Report every line in the listing below that contains the word "each", and copy those lines out in full.

--- START OF Provided data ---

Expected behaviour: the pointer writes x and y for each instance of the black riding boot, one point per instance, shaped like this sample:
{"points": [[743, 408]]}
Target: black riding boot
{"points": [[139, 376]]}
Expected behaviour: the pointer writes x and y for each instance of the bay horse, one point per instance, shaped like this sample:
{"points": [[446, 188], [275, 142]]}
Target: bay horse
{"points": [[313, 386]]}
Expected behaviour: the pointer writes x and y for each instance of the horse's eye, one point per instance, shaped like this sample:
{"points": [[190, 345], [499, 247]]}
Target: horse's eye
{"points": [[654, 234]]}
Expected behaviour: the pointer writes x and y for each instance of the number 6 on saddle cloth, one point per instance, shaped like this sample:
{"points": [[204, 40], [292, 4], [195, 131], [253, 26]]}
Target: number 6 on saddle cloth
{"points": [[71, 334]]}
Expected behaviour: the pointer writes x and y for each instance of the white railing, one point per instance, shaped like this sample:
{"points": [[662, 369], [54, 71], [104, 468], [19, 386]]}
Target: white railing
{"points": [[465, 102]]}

--- END OF Provided data ---
--- START OF Provided data ---

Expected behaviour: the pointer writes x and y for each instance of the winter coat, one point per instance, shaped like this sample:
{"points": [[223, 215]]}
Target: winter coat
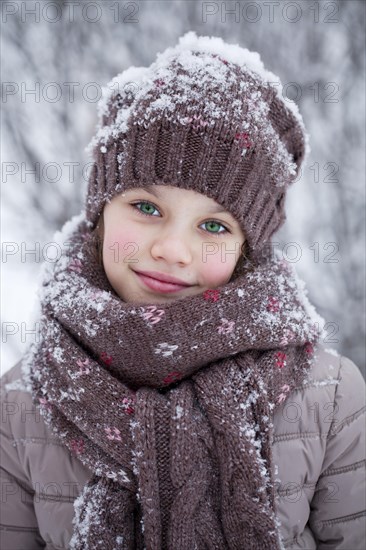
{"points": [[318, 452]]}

--- END OF Provided data ---

→ **Task result**:
Expected behaviour: the pointer writes x and y for each instance of the black riding boot, one point per instance, shaped like this sample:
Expected behaviour: the pointer writes x and y for each instance of the bay horse, one point per instance, shaped like this sample:
Expected behaviour: the pointer writes x and y for each instance of the horse's eye, one point per instance, shaped like this sample:
Expected behaviour: the pointer writes x and y for each instance of the number 6 on saddle cloth, one point per instance, shaped like this sample:
Expected behaviour: the pointer writes x and y for each instance of the white railing, one point per instance, shaped like this sample:
Expected behaviour: the pointer writes x and y for each instance of the winter coat, one point per instance, shaped like this sample:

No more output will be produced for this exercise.